• [Task details]: Of the entries below, return only those lines from the line with "Tag the crankset" to the line with "Tag the grass", exactly, both included.

[Photo-based referring expression data]
-*-*-

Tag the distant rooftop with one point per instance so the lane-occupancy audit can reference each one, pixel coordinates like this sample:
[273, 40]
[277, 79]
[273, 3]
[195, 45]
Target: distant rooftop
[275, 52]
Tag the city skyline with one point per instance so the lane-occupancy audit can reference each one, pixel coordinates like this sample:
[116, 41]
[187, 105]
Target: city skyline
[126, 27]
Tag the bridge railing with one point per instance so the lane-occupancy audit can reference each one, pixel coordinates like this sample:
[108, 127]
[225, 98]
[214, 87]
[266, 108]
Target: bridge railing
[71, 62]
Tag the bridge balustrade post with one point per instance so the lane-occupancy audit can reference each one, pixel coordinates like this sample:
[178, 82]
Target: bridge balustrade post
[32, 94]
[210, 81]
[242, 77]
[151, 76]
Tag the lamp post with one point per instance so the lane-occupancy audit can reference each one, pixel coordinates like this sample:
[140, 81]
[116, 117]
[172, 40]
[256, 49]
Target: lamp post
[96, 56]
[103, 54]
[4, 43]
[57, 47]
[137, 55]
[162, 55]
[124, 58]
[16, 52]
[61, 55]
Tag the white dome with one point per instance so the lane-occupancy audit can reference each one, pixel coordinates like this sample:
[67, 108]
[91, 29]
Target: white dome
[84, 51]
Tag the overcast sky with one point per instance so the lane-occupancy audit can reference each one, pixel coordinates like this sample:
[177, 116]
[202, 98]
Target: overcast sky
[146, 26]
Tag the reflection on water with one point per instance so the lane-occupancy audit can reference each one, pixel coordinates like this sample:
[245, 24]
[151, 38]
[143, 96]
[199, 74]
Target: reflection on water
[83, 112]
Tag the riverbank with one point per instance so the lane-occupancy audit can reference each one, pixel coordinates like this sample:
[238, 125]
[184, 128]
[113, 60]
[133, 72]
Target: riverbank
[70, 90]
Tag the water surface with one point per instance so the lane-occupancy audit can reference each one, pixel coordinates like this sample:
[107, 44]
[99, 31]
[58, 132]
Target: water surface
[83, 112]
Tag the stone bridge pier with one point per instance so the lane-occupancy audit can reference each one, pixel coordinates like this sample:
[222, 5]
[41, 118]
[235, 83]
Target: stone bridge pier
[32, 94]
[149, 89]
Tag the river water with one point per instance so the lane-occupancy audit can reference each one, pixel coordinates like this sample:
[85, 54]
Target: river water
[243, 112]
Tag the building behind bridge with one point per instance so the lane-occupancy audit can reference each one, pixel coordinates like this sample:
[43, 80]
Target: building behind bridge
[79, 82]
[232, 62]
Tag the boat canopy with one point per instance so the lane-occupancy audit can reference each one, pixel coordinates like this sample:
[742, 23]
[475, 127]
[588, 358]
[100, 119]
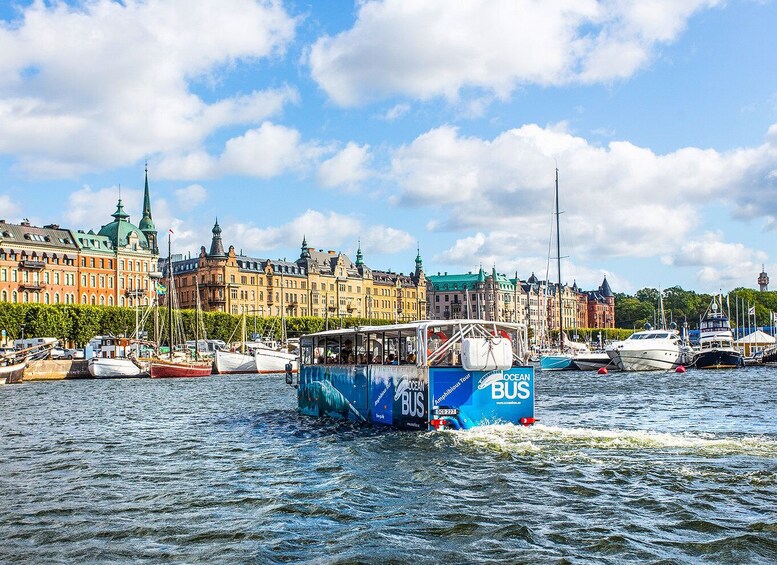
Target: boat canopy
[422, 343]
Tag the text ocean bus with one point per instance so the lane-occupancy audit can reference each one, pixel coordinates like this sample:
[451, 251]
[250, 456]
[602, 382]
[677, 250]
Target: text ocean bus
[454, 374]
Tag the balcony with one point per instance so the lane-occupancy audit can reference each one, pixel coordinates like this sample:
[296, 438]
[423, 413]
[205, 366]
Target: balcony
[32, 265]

-*-*-

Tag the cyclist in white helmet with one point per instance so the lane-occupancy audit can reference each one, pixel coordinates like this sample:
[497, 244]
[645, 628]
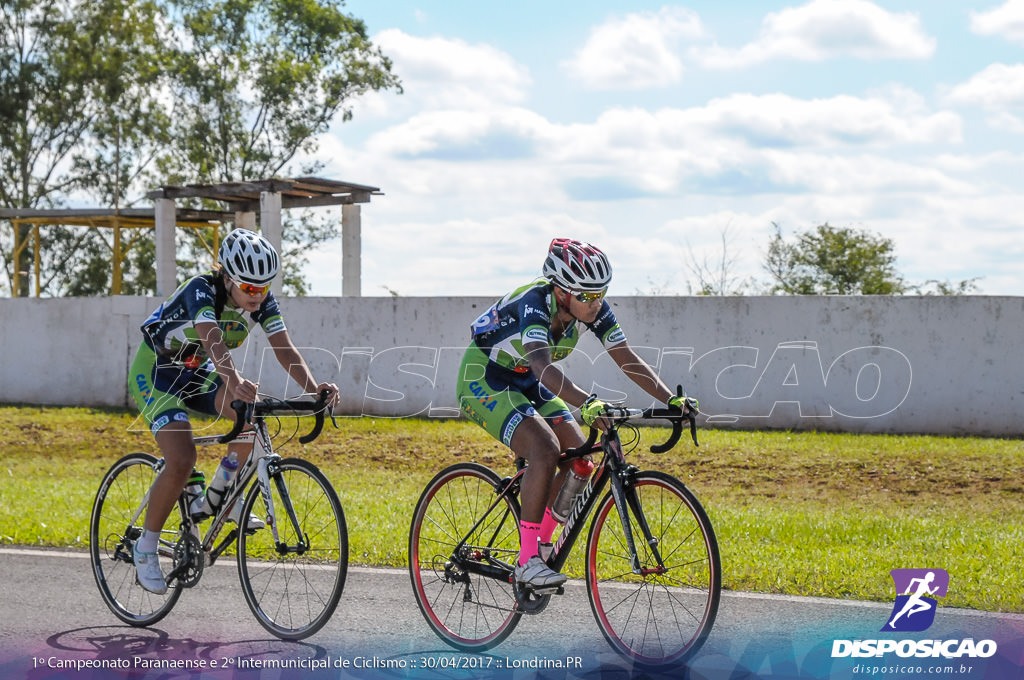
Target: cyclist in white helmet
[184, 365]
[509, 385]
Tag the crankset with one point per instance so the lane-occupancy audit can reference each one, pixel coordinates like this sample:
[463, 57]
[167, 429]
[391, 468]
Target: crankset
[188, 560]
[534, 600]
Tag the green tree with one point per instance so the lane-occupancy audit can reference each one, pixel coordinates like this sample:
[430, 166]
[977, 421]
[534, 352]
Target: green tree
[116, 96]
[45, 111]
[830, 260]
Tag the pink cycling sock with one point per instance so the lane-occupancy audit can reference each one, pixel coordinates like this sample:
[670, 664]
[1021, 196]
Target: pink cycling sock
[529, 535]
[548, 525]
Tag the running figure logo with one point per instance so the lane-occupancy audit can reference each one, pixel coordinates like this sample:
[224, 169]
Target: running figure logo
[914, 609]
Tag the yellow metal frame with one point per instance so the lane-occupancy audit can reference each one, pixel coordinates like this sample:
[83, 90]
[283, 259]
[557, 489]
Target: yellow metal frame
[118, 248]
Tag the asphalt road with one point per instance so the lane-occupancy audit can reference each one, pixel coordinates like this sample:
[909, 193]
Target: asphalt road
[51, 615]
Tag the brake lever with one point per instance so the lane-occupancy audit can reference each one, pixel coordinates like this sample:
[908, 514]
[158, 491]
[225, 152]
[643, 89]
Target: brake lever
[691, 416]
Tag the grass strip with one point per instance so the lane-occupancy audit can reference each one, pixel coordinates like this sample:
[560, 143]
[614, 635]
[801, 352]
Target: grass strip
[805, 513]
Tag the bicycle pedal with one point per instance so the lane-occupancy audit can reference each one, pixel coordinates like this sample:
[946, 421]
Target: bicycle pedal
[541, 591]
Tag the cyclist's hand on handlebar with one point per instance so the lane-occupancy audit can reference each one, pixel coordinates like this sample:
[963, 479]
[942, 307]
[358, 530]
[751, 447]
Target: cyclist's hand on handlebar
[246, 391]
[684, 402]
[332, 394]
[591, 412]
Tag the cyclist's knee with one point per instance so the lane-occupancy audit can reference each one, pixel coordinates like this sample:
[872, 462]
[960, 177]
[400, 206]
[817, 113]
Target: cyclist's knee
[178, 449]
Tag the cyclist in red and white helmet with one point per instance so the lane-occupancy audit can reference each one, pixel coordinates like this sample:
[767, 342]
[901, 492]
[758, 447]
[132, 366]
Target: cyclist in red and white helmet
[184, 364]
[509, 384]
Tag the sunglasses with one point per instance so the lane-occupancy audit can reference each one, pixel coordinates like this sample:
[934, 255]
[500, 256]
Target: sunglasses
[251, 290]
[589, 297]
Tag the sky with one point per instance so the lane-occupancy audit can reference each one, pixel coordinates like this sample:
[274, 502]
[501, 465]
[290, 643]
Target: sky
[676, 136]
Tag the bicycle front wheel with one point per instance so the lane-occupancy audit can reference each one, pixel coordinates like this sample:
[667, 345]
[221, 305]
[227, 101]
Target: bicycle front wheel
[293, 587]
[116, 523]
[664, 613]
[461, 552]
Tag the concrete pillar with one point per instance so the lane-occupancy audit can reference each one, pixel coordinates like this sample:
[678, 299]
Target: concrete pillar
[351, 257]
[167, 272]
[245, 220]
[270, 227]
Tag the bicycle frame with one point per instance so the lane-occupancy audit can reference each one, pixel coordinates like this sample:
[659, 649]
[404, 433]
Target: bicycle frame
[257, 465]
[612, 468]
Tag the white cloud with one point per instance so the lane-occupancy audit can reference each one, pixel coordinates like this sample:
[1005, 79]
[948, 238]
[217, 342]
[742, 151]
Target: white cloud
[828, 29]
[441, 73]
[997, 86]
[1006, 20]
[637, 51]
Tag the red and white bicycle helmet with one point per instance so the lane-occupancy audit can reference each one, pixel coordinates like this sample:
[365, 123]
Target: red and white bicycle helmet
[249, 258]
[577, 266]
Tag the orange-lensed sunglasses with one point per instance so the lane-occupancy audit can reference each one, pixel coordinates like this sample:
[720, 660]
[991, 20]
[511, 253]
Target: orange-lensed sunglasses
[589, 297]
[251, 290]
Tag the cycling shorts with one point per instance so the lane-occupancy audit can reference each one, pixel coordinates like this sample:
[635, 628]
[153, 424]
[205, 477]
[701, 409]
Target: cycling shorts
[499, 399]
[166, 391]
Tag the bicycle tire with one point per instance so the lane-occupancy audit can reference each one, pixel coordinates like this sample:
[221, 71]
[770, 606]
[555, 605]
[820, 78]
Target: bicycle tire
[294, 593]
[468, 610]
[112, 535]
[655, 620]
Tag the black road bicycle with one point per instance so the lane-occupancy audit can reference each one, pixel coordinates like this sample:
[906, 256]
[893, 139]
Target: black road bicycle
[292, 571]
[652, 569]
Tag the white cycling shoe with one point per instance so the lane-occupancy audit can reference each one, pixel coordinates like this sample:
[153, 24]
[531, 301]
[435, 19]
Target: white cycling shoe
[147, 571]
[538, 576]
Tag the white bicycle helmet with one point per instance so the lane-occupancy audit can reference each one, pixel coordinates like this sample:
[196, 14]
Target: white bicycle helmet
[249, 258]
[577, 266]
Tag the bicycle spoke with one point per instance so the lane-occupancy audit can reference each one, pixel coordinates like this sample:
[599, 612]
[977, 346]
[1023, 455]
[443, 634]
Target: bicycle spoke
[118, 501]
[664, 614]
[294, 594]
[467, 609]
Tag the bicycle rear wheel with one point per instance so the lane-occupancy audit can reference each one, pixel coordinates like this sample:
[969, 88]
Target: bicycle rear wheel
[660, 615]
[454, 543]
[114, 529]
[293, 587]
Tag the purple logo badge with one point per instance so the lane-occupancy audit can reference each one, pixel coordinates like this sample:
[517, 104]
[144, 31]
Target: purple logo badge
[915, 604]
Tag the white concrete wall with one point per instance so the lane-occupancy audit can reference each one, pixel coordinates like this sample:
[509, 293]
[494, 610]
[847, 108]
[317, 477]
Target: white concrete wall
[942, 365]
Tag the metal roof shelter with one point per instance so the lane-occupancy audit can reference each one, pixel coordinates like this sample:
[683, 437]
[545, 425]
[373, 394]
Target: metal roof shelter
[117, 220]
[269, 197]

-*-*-

• [Solution to this exercise]:
Tag the crankset with one point per instance so the lane-occupancy audit can reference each one, pixel coordinates like this sample:
[463, 57]
[167, 429]
[391, 468]
Target: crankset
[188, 560]
[534, 600]
Tag the green tree with one point per instance so the lane-occupancy audit can reference each one, pixel coordinates like this sample:
[430, 166]
[977, 421]
[534, 352]
Target: green tree
[116, 96]
[45, 111]
[830, 260]
Tag the pink cycling sock with one point per instance so the lane-occupancy audit can reference each one, pixel coordinates like this sample:
[670, 664]
[1021, 196]
Target: pink cycling sock
[529, 535]
[548, 525]
Tag the running figure logo with one point per instance so the lane-occupancy audit can reference each one, pixel coordinates like this sample:
[224, 169]
Target: running figure logo
[914, 609]
Tag the yellow metal frame with one point per instance so the lane-occupancy audit can reference each one, pixel coordinates like this sample:
[83, 90]
[283, 259]
[557, 489]
Target: yellow metal frame
[118, 248]
Tag the asphalt road with one point per instance so the lane-occupancy audit can reference each one, pixel coordinates like this sample:
[909, 193]
Target: asphalt road
[51, 615]
Tag the brake lever with one point per instance so the lane-occupancy audit can reference each one, pixel coordinates like this sample:
[908, 514]
[158, 491]
[225, 152]
[643, 89]
Target: brake lever
[691, 416]
Tag the grass strip with one point per instance so the lane-occupancy audit can reference each one, pixel coordinates like this sample:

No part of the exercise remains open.